*AUFGABENSTELLUNG*:
Zitieren Sie den Forumstext zur Fischerprüfung NRW vollständig und ohne jede Abweichung.

*LESETEXT*:
__________________________________________________
# Fischerprüfung NRW



## Fanny (23. Februar 2010)

Hi,ich habe mal eine Frage :Sind die Angelschaften beim Aufbau der Angelgeräte beschriftet?(Praktischer Teil) .......


----------



## Denni_Lo (23. Februar 2010)

*AW: Fischerprüfung NRW*

Was heißt beschriftet? Angaben zu WG und Schnur, Hakengrößen und Posentragkräfte usw. sind angegeben.


----------



## Borg (23. Februar 2010)

*AW: Fischerprüfung NRW*

Ich weiss nicht, ob das allgemeingültig ist, aber bei uns war das Kleinzeug nicht beschriftet. Die Ruten mit dem üblichen Herstelleraufdruck (Länge/WG) und auf den Rollen waren mit Klebebändern die Bezeichnungen "kleine", "mittlere" und "große" Stationärrolle drauf. Hätte man sich sparen können, da man die sowieso erkennt bzw. erkennen sollte. Bei meiner Rute hatte ich Glück, da der Hersteller so feundlich war "Carp" draufzudrucken #6. Die Ruten entsprechen nämlich nicht 1 zu 1 den Ruten aus dem Lehrbuch! Da muss man sich die passende anhand des Wurfgewichtes zusammensuchen. Bei den Rollen ist es wie gesagt nicht schwer, wenn man die nebeneinanderlegt und bei dem Kleinscheiss sollte es eigentlich auch keine Probleme geben. Wenn Du die Einzelteile nicht kennst und keinen Kurs besuchst, macht es vielleicht Sinn, mal in einen Angelladen zu fahren und sich das Zeugs in Natura zeigen zu lassen.
__________________________________________________
*EXTRAHIERTE ANGABEN*:
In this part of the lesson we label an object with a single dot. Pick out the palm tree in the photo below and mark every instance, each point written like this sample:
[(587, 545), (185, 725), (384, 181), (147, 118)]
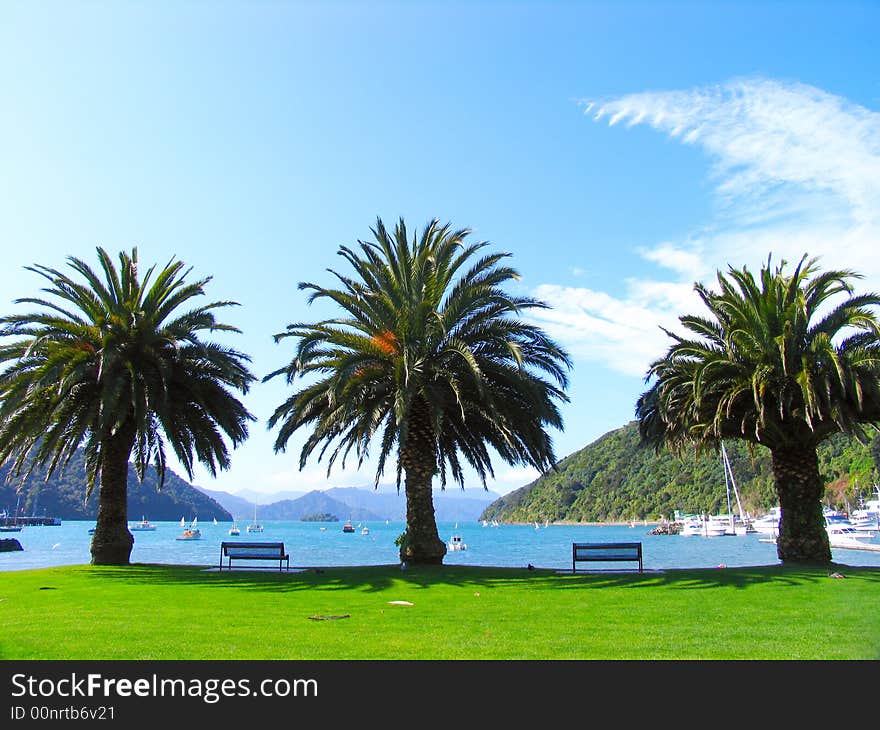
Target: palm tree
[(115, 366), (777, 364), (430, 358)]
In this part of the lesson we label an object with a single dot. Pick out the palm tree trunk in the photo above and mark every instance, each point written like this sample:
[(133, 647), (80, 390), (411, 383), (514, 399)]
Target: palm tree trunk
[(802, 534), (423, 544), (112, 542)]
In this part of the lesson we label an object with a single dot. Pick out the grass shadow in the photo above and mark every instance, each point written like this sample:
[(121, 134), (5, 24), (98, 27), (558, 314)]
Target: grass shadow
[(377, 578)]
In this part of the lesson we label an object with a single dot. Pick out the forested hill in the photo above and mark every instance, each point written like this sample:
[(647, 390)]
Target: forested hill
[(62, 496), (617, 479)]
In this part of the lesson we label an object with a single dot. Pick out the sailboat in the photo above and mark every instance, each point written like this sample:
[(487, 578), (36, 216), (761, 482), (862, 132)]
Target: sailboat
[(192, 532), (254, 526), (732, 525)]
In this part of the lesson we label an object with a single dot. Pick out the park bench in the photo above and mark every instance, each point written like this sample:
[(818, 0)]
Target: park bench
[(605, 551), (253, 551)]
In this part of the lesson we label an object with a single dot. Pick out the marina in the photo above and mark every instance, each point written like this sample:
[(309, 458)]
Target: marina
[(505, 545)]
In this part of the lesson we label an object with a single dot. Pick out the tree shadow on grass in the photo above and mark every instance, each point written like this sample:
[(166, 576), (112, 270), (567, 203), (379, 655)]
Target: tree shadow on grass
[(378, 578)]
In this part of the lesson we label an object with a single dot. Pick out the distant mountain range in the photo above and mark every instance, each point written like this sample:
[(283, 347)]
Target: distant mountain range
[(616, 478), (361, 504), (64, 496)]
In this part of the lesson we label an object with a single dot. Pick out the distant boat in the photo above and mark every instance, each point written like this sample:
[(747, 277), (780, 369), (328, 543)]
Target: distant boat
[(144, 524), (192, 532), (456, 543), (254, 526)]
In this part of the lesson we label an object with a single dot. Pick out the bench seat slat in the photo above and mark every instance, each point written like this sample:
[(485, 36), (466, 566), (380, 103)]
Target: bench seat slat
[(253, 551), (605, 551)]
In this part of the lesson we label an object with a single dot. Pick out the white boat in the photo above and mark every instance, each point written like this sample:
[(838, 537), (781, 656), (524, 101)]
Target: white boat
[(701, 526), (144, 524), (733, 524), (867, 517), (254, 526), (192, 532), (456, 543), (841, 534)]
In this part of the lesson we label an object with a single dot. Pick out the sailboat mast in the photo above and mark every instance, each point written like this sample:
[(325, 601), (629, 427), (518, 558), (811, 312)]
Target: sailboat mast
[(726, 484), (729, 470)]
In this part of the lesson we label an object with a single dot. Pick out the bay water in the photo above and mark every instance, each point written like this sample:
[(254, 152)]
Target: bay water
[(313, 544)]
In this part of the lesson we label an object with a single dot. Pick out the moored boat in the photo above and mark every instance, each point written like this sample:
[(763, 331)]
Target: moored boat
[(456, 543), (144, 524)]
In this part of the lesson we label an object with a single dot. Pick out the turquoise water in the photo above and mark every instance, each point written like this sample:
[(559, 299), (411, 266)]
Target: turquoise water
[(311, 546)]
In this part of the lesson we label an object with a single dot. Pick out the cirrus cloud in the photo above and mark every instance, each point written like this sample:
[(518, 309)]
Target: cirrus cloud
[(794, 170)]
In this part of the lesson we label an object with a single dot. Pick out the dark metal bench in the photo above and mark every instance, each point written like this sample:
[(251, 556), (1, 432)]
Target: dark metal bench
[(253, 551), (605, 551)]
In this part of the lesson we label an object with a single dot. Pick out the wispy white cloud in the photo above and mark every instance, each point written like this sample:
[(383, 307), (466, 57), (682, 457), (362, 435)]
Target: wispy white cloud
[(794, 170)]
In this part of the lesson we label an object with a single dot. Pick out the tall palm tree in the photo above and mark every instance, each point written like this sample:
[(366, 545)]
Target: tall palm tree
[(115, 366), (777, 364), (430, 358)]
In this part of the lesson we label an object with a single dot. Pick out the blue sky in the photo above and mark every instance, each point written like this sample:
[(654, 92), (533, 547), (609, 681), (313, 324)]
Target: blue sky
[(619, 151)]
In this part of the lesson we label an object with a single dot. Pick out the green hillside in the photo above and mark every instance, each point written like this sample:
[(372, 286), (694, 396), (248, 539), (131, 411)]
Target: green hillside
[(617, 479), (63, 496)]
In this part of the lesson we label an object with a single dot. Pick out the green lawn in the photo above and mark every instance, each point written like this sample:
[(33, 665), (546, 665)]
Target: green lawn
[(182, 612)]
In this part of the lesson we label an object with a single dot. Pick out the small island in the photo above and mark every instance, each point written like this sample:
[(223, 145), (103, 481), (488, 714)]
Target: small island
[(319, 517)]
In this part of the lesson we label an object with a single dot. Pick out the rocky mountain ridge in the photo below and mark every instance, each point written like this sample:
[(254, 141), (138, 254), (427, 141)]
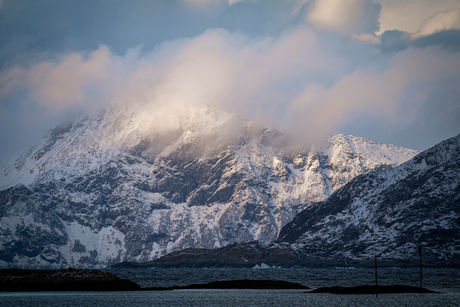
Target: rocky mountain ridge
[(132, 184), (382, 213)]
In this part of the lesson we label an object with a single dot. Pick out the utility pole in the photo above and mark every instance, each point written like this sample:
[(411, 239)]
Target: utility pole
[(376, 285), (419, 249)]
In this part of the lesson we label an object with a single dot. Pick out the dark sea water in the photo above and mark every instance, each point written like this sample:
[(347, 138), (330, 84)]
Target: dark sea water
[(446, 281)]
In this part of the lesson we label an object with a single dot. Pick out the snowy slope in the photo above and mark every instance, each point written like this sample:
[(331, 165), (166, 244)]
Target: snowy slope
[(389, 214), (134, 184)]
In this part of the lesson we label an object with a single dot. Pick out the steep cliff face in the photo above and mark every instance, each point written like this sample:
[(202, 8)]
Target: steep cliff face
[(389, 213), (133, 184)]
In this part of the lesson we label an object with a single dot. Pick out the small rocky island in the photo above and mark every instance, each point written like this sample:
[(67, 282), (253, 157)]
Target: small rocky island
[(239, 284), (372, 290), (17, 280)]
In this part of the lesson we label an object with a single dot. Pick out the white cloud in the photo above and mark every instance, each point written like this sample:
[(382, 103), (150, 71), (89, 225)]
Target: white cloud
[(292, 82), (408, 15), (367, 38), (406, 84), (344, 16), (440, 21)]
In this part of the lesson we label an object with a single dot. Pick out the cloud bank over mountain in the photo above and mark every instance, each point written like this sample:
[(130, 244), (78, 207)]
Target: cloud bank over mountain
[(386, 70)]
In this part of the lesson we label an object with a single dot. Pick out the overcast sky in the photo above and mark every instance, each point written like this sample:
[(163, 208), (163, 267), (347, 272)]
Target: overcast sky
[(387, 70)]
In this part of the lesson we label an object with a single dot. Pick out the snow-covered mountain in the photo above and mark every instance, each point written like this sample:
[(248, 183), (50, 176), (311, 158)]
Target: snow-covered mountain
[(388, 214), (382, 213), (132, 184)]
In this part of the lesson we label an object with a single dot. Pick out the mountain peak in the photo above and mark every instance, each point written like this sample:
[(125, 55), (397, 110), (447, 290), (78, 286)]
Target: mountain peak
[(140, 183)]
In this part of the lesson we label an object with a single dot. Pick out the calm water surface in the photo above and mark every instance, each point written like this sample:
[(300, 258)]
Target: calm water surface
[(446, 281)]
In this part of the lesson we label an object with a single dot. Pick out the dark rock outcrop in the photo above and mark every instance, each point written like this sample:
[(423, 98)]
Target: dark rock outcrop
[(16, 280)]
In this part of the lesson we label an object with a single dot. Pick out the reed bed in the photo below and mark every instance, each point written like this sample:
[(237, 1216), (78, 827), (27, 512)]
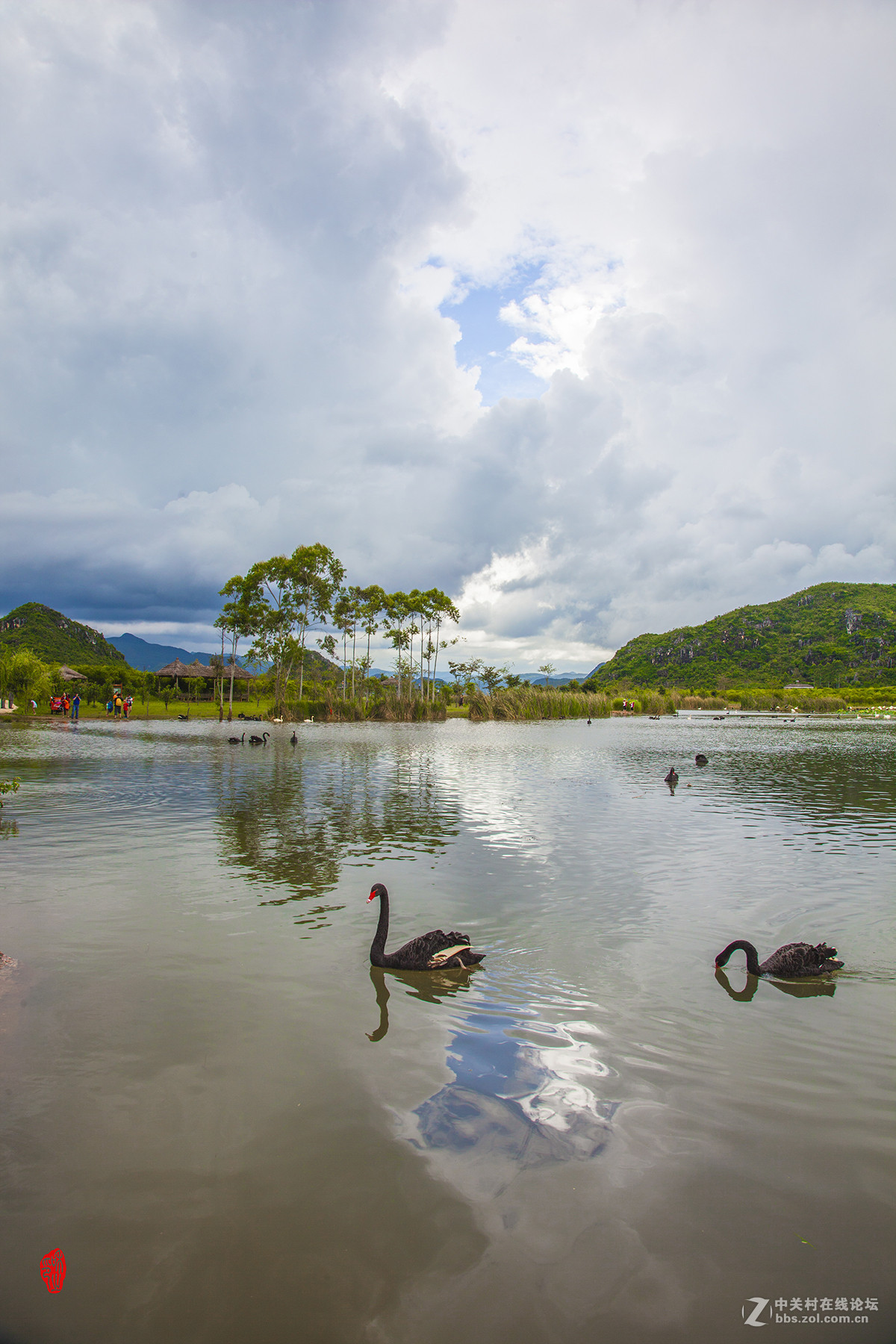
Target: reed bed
__________________________________________________
*ERGEBNIS*:
# Fischerprüfung NRW



## Fanny (23. Februar 2010)

Hi,ich habe mal eine Frage :Sind die Angelschaften beim Aufbau der Angelgeräte beschriftet?(Praktischer Teil) .......


----------



## Denni_Lo (23. Februar 2010)

*AW: Fischerprüfung NRW*

Was heißt beschriftet? Angaben zu WG und Schnur, Hakengrößen und Posentragkräfte usw. sind angegeben.


----------



## Borg (23. Februar 2010)

*AW: Fischerprüfung NRW*

Ich weiss nicht, ob das allgemeingültig ist, aber bei uns war das Kleinzeug nicht beschriftet. Die Ruten mit dem üblichen Herstelleraufdruck (Länge/WG) und auf den Rollen waren mit Klebebändern die Bezeichnungen "kleine", "mittlere" und "große" Stationärrolle drauf. Hätte man sich sparen können, da man die sowieso erkennt bzw. erkennen sollte. Bei meiner Rute hatte ich Glück, da der Hersteller so feundlich war "Carp" draufzudrucken #6. Die Ruten entsprechen nämlich nicht 1 zu 1 den Ruten aus dem Lehrbuch! Da muss man sich die passende anhand des Wurfgewichtes zusammensuchen. Bei den Rollen ist es wie gesagt nicht schwer, wenn man die nebeneinanderlegt und bei dem Kleinscheiss sollte es eigentlich auch keine Probleme geben. Wenn Du die Einzelteile nicht kennst und keinen Kurs besuchst, macht es vielleicht Sinn, mal in einen Angelladen zu fahren und sich das Zeugs in Natura zeigen zu lassen.